• INSTRUÇÕES DA TAREFA: Traduza para inglês esta frase do excerto citado: «Juízes do tribunal constitucional alemão defendem o seu direito a emitirem sentenças sobre o BCE e dizem que a abertura de um processo contra a Alemanha lançaria a UE num conflito constitucional difícil de resolver.»

Juízes do
tribunal constitucional alemão defendem o seu direito a emitirem sentenças
sobre o BCE e dizem que a abertura de um processo contra a Alemanha lançaria a
UE num conflito constitucional difícil de resolver. Criticados por vários
líderes europeus e com a presidente da Comissão Europeia a ameaçar levar o
problema a tribunal, os responsáveis do tribunal constitucional alemão decidiram
jogar ao ataque com duas raras entrevistas a meios de comunicação social em que
avisam que procedimentos contra as suas decisões lançariam a UE para “um
conflito constitucional difícil de resolver”. As entrevistas
dos juízes do tribunal constitucional alemão Peter Huber e Andreas Voskuhle aos
jornais Frankfurter Allgemeine Zeitung e Die Zeit, publicadas no final do dia
desta quarta-feira, mostram que este órgão não está disposto a abdicar da
posição assumida recentemente contra o programa de compra de dívidas que tem
vindo a ser implementado pelo Banco Central Europeu (BCE).
Contrariando uma
sentença sobre o mesmo assunto que tinha sido emitida antes pelo Tribunal de
Justiça da UE, o tribunal constitucional alemão considerou na semana passada
que o BCE está a ir para além do seu mandato com as compras de dívida que tem
realizado e exigiu à autoridade monetária explicações no prazo de três meses, caso
contrário o banco central alemão teria de deixar de participar no programa de
compras.

• DADOS DISPONÍVEIS:

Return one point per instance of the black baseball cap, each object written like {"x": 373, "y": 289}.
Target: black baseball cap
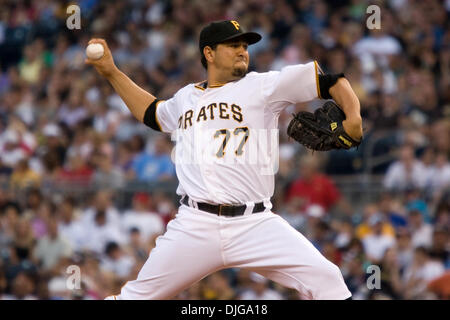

• RESPOSTA FINAL: Judges of the German constitutional court defend their right to issue rulings on the ECB and say that opening proceedings against Germany would plunge the EU into a constitutional conflict that would be difficult to resolve.